_WHAT IS EXPECTED_.
Return all of the records exactly.

☆ ☆ ☆

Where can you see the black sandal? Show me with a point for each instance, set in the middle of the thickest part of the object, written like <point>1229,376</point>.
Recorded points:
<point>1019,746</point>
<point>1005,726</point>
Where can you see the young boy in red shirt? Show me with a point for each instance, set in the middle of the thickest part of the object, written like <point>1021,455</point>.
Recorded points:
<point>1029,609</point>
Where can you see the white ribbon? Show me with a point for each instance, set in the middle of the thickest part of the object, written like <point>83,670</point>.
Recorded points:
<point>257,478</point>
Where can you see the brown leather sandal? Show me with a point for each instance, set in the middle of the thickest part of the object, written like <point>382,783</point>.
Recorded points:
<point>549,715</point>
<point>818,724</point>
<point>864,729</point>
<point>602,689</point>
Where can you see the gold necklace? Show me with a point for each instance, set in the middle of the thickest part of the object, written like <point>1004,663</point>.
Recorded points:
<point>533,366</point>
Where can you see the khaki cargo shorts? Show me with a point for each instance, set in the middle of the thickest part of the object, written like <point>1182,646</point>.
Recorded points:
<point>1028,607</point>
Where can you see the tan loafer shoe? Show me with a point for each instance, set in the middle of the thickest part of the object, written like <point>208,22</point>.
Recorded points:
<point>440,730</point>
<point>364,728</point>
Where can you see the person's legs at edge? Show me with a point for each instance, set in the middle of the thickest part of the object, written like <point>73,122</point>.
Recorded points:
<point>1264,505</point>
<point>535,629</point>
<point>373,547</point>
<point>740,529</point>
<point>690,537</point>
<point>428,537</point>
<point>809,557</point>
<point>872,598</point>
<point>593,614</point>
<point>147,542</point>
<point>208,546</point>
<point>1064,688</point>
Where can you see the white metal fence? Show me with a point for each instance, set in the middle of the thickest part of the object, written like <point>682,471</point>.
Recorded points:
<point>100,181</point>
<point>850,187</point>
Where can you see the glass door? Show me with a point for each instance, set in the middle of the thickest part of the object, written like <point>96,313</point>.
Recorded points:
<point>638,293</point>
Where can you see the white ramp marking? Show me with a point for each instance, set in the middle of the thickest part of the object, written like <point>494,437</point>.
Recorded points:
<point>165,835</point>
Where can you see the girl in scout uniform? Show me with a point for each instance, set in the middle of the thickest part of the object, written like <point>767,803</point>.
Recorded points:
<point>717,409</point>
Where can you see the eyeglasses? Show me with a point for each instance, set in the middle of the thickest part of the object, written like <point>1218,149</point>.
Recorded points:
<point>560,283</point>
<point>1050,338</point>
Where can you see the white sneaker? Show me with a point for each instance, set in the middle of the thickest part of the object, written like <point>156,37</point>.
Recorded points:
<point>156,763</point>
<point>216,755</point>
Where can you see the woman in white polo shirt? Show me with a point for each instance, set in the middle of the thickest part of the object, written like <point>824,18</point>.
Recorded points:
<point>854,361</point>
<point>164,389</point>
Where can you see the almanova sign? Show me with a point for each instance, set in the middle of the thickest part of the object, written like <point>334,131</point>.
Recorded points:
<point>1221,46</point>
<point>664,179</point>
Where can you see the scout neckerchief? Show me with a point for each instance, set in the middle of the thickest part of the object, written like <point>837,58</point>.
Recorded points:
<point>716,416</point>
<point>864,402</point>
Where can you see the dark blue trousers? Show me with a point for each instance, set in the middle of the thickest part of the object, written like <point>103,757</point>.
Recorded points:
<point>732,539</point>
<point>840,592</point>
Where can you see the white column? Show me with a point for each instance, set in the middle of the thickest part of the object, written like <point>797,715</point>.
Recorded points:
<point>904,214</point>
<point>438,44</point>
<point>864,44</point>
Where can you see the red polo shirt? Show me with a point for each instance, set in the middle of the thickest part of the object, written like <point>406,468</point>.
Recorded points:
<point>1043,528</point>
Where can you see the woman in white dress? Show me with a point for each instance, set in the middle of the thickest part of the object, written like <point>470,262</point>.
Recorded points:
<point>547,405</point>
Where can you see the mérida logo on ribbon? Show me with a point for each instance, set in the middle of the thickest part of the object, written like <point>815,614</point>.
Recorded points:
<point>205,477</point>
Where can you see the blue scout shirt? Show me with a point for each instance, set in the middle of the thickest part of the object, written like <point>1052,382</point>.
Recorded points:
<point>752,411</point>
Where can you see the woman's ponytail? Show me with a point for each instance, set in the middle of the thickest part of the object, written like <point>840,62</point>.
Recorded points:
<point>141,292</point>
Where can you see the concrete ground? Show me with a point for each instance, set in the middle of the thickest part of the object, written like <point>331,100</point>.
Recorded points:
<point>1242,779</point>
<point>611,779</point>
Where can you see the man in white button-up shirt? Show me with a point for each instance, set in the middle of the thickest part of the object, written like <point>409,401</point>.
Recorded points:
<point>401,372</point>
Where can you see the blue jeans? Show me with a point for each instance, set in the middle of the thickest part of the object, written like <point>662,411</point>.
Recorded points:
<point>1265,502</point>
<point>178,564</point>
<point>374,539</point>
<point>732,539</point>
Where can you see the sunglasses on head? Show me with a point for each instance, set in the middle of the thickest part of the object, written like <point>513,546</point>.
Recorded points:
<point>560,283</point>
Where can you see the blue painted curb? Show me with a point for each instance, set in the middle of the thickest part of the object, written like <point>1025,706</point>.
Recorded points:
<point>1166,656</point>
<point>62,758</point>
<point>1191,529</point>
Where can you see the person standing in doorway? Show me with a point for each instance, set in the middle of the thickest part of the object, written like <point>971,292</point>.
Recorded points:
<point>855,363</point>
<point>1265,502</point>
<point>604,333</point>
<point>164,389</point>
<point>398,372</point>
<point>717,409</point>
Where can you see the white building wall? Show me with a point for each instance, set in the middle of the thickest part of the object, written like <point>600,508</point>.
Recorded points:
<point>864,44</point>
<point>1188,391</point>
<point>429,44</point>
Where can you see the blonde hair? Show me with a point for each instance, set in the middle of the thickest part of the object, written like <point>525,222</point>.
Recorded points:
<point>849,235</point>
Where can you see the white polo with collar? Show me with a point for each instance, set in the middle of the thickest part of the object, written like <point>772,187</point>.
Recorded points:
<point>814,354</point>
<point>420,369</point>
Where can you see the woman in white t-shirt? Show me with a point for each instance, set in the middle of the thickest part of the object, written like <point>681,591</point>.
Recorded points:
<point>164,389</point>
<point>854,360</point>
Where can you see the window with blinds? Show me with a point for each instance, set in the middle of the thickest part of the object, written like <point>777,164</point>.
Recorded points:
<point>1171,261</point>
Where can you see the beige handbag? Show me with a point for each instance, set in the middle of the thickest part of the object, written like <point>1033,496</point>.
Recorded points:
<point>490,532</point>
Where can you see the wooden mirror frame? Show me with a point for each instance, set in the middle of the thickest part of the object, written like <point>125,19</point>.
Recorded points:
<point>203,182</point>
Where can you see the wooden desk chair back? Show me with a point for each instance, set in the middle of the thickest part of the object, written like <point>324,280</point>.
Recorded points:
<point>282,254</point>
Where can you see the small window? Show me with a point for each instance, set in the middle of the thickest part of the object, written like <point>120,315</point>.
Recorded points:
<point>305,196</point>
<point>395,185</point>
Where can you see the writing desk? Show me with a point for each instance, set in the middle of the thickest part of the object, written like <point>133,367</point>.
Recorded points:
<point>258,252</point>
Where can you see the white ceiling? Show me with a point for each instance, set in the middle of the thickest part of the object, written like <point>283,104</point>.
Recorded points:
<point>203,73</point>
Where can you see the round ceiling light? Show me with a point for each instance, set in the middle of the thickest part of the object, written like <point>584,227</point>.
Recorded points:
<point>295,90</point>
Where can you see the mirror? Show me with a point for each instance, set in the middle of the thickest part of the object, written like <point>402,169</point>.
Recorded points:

☆ ☆ ☆

_OUTPUT FOR THIS EXERCISE_.
Where can you see the black sandal? Show me with a point for each instance, set in the middle of the thickest part of the object, written like <point>1229,376</point>.
Recorded points:
<point>1019,746</point>
<point>1005,726</point>
Where can you see the young boy in red shirt? Show me with a point for each instance, set in the middle of the thickest part of the object, written like <point>1021,455</point>.
Recorded points:
<point>1029,609</point>
Where can you see the white ribbon? Show me with a point for each instance, set in the middle of the thickest part of the object, written like <point>83,670</point>.
Recorded points:
<point>257,478</point>
Where can you see the brown leather sandal? Show me with a point for each instance, set in the middle of the thickest part of the object, written like <point>382,783</point>.
Recorded points:
<point>549,715</point>
<point>818,724</point>
<point>864,729</point>
<point>602,689</point>
Where can you see the gold necklace? Show me with a point for each instance, set in the middle of the thickest part of the object, written like <point>1004,663</point>.
Recorded points:
<point>533,366</point>
Where can you see the khaki cargo shorts? Show me with a point for each instance, set in the middle of the thickest part of the object, written like <point>1182,646</point>.
Recorded points:
<point>1028,607</point>
Where can you see the tan loafer shoe? Show me with a point for each instance, set in the middle of the thickest part of the object, written like <point>208,22</point>.
Recorded points:
<point>440,730</point>
<point>364,728</point>
Where can you see the person's legs at edge? Show me with a point for each instance, set in the middle of the thickest part of the object, written like <point>73,122</point>.
Recorded points:
<point>1264,505</point>
<point>535,629</point>
<point>373,547</point>
<point>740,529</point>
<point>690,537</point>
<point>428,537</point>
<point>809,557</point>
<point>872,598</point>
<point>593,614</point>
<point>147,542</point>
<point>208,546</point>
<point>1064,688</point>
Where can you see the white metal fence? Show me with a point for each instance, set in the middle of the thickest part of the object, written like <point>682,471</point>.
Recorded points:
<point>100,181</point>
<point>850,187</point>
Where can you see the glass door? Show me with a point for each instance, set in the middle of the thickest part of the object, written like <point>96,313</point>.
Recorded points:
<point>638,293</point>
Where can you see the white ramp marking? Show me with a point for each instance, set in the middle of the thickest part of the object, written like <point>494,437</point>.
Recorded points:
<point>165,835</point>
Where can you see the girl in scout uniform? Show me with a point for each instance, set in the middle of the thickest part of the object, written like <point>767,803</point>.
Recorded points:
<point>717,409</point>
Where can you see the eyeglasses? Show me with a point for each instance, set in the middle of the thickest part of the object, written like <point>1218,149</point>.
Recorded points:
<point>560,283</point>
<point>1050,338</point>
Where can you see the white sneaker? Show me with a point for each instance, set in the middle of the thickest part of the object, written like <point>156,37</point>.
Recorded points:
<point>156,763</point>
<point>216,755</point>
Where can you see the woman in white polo shirt? Show me with a point for each instance, set in the middle of the thickest part of the object, written like <point>824,18</point>.
Recorded points:
<point>854,361</point>
<point>164,389</point>
Where can you see the almanova sign? Show me with a point for each instance, set in the middle of the thickest part of the object, written like <point>334,131</point>.
Recorded points:
<point>1221,46</point>
<point>664,179</point>
Where can you see the scout neckerchief? Show me with a point for each instance, set in the middle of the thickest part of the object, written like <point>837,58</point>.
Recorded points:
<point>716,416</point>
<point>864,402</point>
Where can you see the dark blue trousers? Show me with a point for each instance, set in the middle of the thickest part of the object, written like <point>103,757</point>.
Recorded points:
<point>732,539</point>
<point>840,592</point>
Where can you see the white column? Show me with a point for each instance, set in the middle of the thickest part of the object, written like <point>797,715</point>.
Recorded points:
<point>904,214</point>
<point>438,44</point>
<point>864,44</point>
Where can you see the red polo shirt? Show me with a point for each instance, set in the middle of the thickest part of the object, written like <point>406,468</point>.
Recorded points:
<point>1043,528</point>
Where can you see the woman in white dress? Show me with a point for each instance, set in the middle of the thickest part of the object, written like <point>470,262</point>.
Recorded points:
<point>547,405</point>
Where can you see the mérida logo on ribbon? Show me with a point for each instance, set in the middle of the thickest part of the object, written like <point>815,614</point>.
Recorded points:
<point>205,477</point>
Where can you see the blue scout shirt? Show me with a point for each instance, set in the middle of the thickest part of the object, written like <point>1052,382</point>.
Recorded points:
<point>752,411</point>
Where can you see the woman's ponytail? Show me with a point for each instance, set in the middle of the thickest part of the object, written like <point>840,62</point>.
Recorded points:
<point>141,292</point>
Where can you see the concrete ground? Show me with a point for each instance, set in the middle of the thickest part of the object, written like <point>331,100</point>.
Recorded points:
<point>1242,779</point>
<point>611,779</point>
Where can you see the man in white button-up shirt? Show me with a point for each instance, set in the middle of the thickest part of the object, written like <point>409,401</point>.
Recorded points:
<point>401,372</point>
Where can you see the blue jeans? Show me with a point for each instance, set in the middle of the thickest part of the object, written like <point>662,411</point>.
Recorded points:
<point>1265,502</point>
<point>178,564</point>
<point>374,539</point>
<point>732,539</point>
Where can you see the sunglasses on head? Show me with a point for each instance, set in the middle of the thickest part of the object, written like <point>513,546</point>.
Recorded points:
<point>560,283</point>
Where can you see the blue painted curb? Show me with a point for each instance, set in the middle of the thickest part of the object, written like <point>1025,706</point>.
Recorded points:
<point>1166,656</point>
<point>62,758</point>
<point>1191,529</point>
Where can you see the person standing in doorway? Show me with a point for each instance, set in the middle of the thickest part of the object, written like <point>971,292</point>.
Recorded points:
<point>855,363</point>
<point>1265,502</point>
<point>604,333</point>
<point>164,389</point>
<point>398,372</point>
<point>717,409</point>
Where can you see the white building wall? Show me with a point for each instance, set in the middle of the thickest part of the object, written like <point>600,508</point>.
Recorded points:
<point>864,44</point>
<point>1188,391</point>
<point>429,44</point>
Where can you see the blonde hair? Show me with a point for each instance, set in the middle of the thickest part of the object, written like <point>525,222</point>.
Recorded points:
<point>849,235</point>
Where can you see the white polo with collar? Show me with a point for each instance, set in the middle of the thickest part of the object, written like <point>772,187</point>.
Recorded points:
<point>814,354</point>
<point>420,369</point>
Where can you see the woman in white t-shirt? Show me with a point for each instance, set in the middle of the thickest part of the object, written like <point>681,591</point>.
Recorded points:
<point>164,389</point>
<point>854,360</point>
Where can you see the window with blinds? Show me with a point for each instance, set in the middle of the thickest part of the object, written like <point>777,164</point>.
Recorded points:
<point>1171,261</point>
Where can you see the beige handbag? Show me with a point for each instance, set in the middle of the thickest part of the object, written like <point>1033,496</point>.
Recorded points:
<point>490,532</point>
Where can you see the wooden mirror frame? Show me with a point for each instance, set in the middle of the thickest part of the object, written like <point>125,19</point>.
Recorded points:
<point>203,182</point>
Where can you see the wooden desk chair back? Show me with a point for each instance, set in the middle of the thickest part of the object, written like <point>324,280</point>.
Recorded points:
<point>282,254</point>
Where can you see the small window? Show me with a point for each instance, set in the middle of the thickest part of the object, written like <point>120,315</point>.
Recorded points:
<point>305,196</point>
<point>395,185</point>
Where can you see the writing desk? Show me with a point for each instance, set in the middle of the thickest part of the object, written like <point>133,367</point>.
Recorded points:
<point>258,252</point>
Where can you see the white ceiling? Show me with a point for each instance, set in the middle of the thickest part of the object, written like <point>283,104</point>.
Recorded points:
<point>203,73</point>
Where can you see the round ceiling light? Show me with a point for each instance, set in the middle of the thickest part of the object, written like <point>584,227</point>.
Recorded points:
<point>295,90</point>
Where can you see the mirror? Show me with a point for each instance, set in the middle of the thickest part of the object, written like <point>402,169</point>.
Recorded points:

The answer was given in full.